-- Start Records shown --
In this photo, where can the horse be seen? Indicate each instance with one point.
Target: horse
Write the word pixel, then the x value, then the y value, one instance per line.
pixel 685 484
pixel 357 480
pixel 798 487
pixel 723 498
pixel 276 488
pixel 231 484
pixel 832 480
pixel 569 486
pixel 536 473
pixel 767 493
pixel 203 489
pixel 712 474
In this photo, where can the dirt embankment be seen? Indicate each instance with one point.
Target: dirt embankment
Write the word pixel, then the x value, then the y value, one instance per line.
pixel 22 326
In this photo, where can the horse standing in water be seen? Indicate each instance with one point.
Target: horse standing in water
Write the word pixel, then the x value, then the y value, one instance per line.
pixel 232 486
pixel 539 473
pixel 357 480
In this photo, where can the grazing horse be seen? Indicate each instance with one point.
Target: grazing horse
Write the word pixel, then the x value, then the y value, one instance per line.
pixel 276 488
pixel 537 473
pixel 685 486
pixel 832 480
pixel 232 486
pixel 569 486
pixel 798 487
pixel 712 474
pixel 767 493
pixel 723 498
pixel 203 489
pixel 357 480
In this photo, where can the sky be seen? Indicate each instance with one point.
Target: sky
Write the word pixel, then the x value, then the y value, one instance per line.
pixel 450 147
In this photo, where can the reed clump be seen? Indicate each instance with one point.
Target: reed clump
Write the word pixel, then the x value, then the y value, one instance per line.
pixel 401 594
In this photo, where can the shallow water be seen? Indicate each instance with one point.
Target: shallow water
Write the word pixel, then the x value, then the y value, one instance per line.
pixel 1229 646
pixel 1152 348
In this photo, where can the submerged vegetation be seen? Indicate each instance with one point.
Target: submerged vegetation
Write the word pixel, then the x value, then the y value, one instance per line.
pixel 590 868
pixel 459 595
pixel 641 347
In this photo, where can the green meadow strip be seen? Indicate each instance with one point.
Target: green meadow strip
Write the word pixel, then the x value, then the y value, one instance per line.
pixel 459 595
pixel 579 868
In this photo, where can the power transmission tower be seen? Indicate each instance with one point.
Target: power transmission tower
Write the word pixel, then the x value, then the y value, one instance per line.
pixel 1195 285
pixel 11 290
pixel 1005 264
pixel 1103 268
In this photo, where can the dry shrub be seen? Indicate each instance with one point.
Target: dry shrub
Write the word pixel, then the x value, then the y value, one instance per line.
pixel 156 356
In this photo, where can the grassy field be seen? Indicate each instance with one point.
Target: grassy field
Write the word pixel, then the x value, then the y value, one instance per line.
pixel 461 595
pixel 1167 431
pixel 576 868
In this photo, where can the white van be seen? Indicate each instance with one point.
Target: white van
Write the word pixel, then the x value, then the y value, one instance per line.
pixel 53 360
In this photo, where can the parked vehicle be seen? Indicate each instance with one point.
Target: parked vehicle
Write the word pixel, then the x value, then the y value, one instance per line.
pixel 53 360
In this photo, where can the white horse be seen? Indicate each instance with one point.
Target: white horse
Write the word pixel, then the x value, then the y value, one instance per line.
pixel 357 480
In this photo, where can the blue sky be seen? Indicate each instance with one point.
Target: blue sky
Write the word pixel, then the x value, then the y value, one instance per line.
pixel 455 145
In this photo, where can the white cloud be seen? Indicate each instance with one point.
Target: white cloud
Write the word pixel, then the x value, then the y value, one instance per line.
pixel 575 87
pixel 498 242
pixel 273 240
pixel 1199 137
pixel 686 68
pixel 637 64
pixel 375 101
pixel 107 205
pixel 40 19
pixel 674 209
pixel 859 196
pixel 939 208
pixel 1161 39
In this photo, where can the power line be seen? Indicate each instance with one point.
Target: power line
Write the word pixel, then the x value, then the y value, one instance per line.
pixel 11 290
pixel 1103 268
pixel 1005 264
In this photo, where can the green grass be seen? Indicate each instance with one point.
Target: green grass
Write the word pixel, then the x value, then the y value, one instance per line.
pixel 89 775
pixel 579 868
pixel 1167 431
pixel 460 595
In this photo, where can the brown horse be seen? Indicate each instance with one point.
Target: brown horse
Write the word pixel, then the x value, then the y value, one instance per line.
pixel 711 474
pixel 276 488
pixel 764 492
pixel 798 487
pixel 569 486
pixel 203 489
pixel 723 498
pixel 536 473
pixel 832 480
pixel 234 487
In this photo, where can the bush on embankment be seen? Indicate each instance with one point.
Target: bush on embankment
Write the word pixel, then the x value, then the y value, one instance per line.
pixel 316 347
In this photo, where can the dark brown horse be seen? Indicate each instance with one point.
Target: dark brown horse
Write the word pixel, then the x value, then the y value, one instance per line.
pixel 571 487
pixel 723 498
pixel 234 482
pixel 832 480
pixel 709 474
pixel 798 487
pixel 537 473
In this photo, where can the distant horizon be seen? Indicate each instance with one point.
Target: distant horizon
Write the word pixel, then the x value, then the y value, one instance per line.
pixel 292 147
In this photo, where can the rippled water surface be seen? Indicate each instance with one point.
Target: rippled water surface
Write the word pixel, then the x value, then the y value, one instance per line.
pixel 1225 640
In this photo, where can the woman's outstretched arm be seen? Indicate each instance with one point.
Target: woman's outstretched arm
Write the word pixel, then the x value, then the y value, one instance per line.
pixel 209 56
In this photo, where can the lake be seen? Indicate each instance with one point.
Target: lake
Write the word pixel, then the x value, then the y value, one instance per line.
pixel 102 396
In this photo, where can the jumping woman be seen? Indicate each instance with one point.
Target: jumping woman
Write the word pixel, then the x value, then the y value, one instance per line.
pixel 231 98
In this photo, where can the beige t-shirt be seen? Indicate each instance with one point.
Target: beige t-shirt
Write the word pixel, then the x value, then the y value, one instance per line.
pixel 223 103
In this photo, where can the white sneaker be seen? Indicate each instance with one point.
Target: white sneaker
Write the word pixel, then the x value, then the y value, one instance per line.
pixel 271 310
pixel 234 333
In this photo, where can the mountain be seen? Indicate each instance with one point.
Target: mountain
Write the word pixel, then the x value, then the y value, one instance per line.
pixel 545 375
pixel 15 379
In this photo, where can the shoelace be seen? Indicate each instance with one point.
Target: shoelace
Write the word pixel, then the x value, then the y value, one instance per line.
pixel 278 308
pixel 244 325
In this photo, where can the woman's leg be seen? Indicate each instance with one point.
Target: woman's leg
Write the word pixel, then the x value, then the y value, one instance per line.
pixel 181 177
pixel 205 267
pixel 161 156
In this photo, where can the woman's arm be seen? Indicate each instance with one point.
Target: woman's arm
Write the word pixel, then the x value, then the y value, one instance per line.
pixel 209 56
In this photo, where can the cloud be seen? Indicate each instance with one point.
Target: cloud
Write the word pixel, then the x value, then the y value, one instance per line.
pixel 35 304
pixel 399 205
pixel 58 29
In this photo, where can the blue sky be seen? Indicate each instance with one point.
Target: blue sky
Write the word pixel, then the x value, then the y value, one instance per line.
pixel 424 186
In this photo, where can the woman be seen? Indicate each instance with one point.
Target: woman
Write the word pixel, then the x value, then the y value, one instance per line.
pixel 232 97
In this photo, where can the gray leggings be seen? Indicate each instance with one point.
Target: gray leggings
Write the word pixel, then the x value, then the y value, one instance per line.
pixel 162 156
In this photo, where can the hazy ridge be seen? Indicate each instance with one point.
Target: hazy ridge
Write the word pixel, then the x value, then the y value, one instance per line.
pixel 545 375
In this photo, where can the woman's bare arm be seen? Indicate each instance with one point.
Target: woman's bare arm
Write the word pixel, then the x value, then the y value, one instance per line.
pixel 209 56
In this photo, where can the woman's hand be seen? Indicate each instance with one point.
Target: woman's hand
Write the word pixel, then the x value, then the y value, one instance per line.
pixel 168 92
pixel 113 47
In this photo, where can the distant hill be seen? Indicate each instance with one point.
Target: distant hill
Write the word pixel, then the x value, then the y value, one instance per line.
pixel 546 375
-- End Records shown --
● Exercise
Can you copy out, without changes, the part of the material that opens with the line containing "In this photo, where can the jumping" and closes with the line containing "pixel 58 29"?

● The reply
In this photo, where can the jumping woman be seen? Indicate each instance with one point.
Target: jumping woman
Write the word pixel, then the x value, then the y value, one instance per line.
pixel 231 98
In this photo, where can the beige t-shirt be seen? Indicate each instance with one point.
Target: beige t-shirt
Write the word pixel, then the x value, then the y value, one instance per line.
pixel 223 103
In this photo, where can the white sneaker be seen? Indicate each instance with one point.
Target: white sneaker
Write the word pixel, then the x value, then the y value, one instance per line.
pixel 271 310
pixel 234 333
In this photo, where can the mountain be seen? Indicate each instance with one point.
Target: mountain
Write the word pixel, then the x value, then the y value, one instance per line.
pixel 545 375
pixel 15 379
In this photo, where can the shoelace be seen? Indicate each instance with one point.
Target: shoelace
Write the word pixel, then the x value, then the y value, one instance per line.
pixel 278 308
pixel 244 325
In this photo, where can the woman's leg be seen? Indicate each instance with one point.
Target: woman's leg
Write the word pixel, then the x value, then the y value, one instance per line.
pixel 181 177
pixel 205 267
pixel 161 156
In this photo, where can the woman's arm be seen? Indicate each instance with one point.
Target: woman's arm
Write the word pixel, then the x value, then the y value, one instance per line.
pixel 209 56
In this photo, where can the cloud be seen? Indicate each instance with one point.
Target: cloud
Write the word pixel, then the x value, then the y value, one instance per line.
pixel 35 304
pixel 399 205
pixel 58 29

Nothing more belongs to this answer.